Pengertian
dan Sejarah Arsitektur
Arsitektur
Sebelum tahu lebih banyak tentang
arsitektur, sebaiknya kita tahu dulu tentang pengertian arsitektur, serta
sejarahnya. Arsitektur adalah seni dan ilmu dalam merancang bangunan. Arti yang
lebih luas, arsitektur mencakup merancang dan membangun keseluruhan lingkungan
binaan, mulai dari level makro yaitu perencanaan kota, perancangan perkotaan,
arsitektur lansekap, hingga ke level mikro yaitu desain bangunan, desain
perabot dan desain produk.
Sejarah Arsitektur :
Setelah tahu arti dasar dari arsitektur, kita akan mengungkit sejarah daripada
arsitektur. Arsitektur lahir dari dinamika antara kebutuhan, dan cara. Tahap
awal dari arsitektur adalah tahap arsitektur prasejarah. Seiring dengan majunya
zaman, manusia pun tambah berkembang dalam hal pemikiran, dan pengetahuan mulai
berkembang melalui tradisi lisan dan praktek-praktek, kemudian arsitektur
berkembang menjadi ketrampilan.
Lama-kelamaan kompleksitas bangunan dan tipologinya pun meningkat. Teknologi
pembangunan fasilitas umum seperti jalan dan jembatan pun berkembang. Tipe
bangunan baru seperti sekolah, rumah sakit, dan sarana rekreasipun bermunculan.
Selain itu, karya tulis mengenai arsitektur mulai bermunculan. Karya-karya
tulis mengenai arsitektur menjadi kumpulan aturan untuk diikuti, khususnya
dalam pembangunan arsitektur religius. Contoh ini antara lain karya-karya tulis
oleh Vitruvius, atau Vaastu Shastra dari India purba. Di abad Pertengahan
Eropa, mulai dibentuk asosiasi profesi oleh para ahli keterampilan bangunan untuk
mengorganisasi proyek.

• Hal yang Dikerjakan
1. Daftarkan semua bidang rancangan yang disebut dalam teks tentang arsitektur sebagai bagian dari level makro dan level mikro.
2. Teruskan teks tentang arsitektur mulai sesudah kalimat terakhirnya.

• Isi Dataset
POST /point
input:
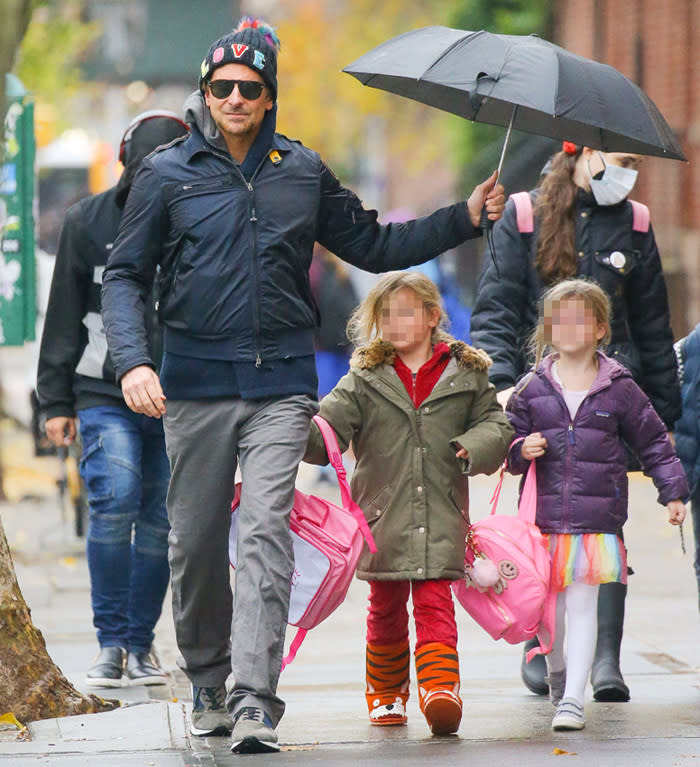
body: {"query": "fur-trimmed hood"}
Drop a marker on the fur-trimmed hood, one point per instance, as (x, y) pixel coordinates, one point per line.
(380, 352)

• Jawaban Tiap Tugas
1.
Level makro:
- perencanaan kota
- perancangan perkotaan
- arsitektur lansekap

Level mikro:
- desain bangunan
- desain perabot
- desain produk

2.
Pada
masa Renaisans, humaniora dan penekanan terhadap individual menjadi lebih
penting daripada agama, dan menjadi awal yang baru dalam arsitektur.
Pembangunan ditugaskan kepada arsitek-arsitek individual, seperti Michaelangelo,
Brunelleschi, Leonardo da Vinci. Tetapi, tidak ada pembagian tugas yang jelas
antara seniman, arsitek, maupun insinyur atau bidang-bidang kerja lain.
Bersamaan dengan penggabungan pengetahuan dari berbagai bidang ilmu, dan
munculnya bahan-bahan bangunan baru serta teknologi, seorang arsitek menggeser
fokusnya dari aspek teknis bangunan menuju ke estetika. Kemudian bermunculanlah
arsitek priyayi yang biasanya berurusan dengan klien kaya dan berfokus pada
unsur visual dalam bentuk yang menuju pada contoh-contoh historis. Pada abad
ke-19, Ecole des Beaux Arts di Prancis melatih calon-calon arsitek menciptakan
sketsa-sketsa dan gambar cantik tanpa menekankan konteksnya.
Revolusi Industri membuka pintu untuk konsumsi umum, sehingga estetika menjadi
ukuran yang dapat dicapai. Dulunya produk-produk berornamen estetis terbatas
dalam lingkup keterampilan yang mahal, menjadi terjangkau melalui produksi
massal. Produk-produk sedemikian tidaklah memiliki keindahan dan kejujuran
dalam ekspresi dari sebuah proses produksi.
Ketidakpuasan terhadap situasi sedemikian pada awal abad ke-20 melahirkan
pemikiran-pemikiran yang mendasari Arsitektur Modern, antara lain, Deutscher
Werkbund yang dibentuk 1907, memproduksi obyek-obyek buatan mesin dengan
kualitas yang lebih baik. Setelah itu, sekolah Bauhaus yang dibentuk di Jerman
tahun 1919, menolak masa lalu sejarah dan memilih melihat arsitektur sebagai
sintesa seni, ketrampilan, dan teknologi.
Masyarakat umum merasakan adanya penurunan mutu dalam arsitektur modern pada
tahun 1960-an, antara lain karena kekurangan makna, keburukan, keseragaman,
serta dampak psikologisnya. Sebagian arsitek menjawabnya melalui Arsitektur
Post-Modern dengan usaha membentuk arsitektur yang lebih dapat diterima umum
pada tingkat visual, meski dengan mengorbankan kedalamannya. Robert Venturi
berpendapat bahwa "gubuk berhias / decorated shed" adalah lebih baik
daripada sebuah "bebek / duck" (bangunan di mana baik bentuk dan
fungsinya menjadi satu). Pendapat Venturi ini menjadi dasar pendekatan
Arsitektur Post-Modern.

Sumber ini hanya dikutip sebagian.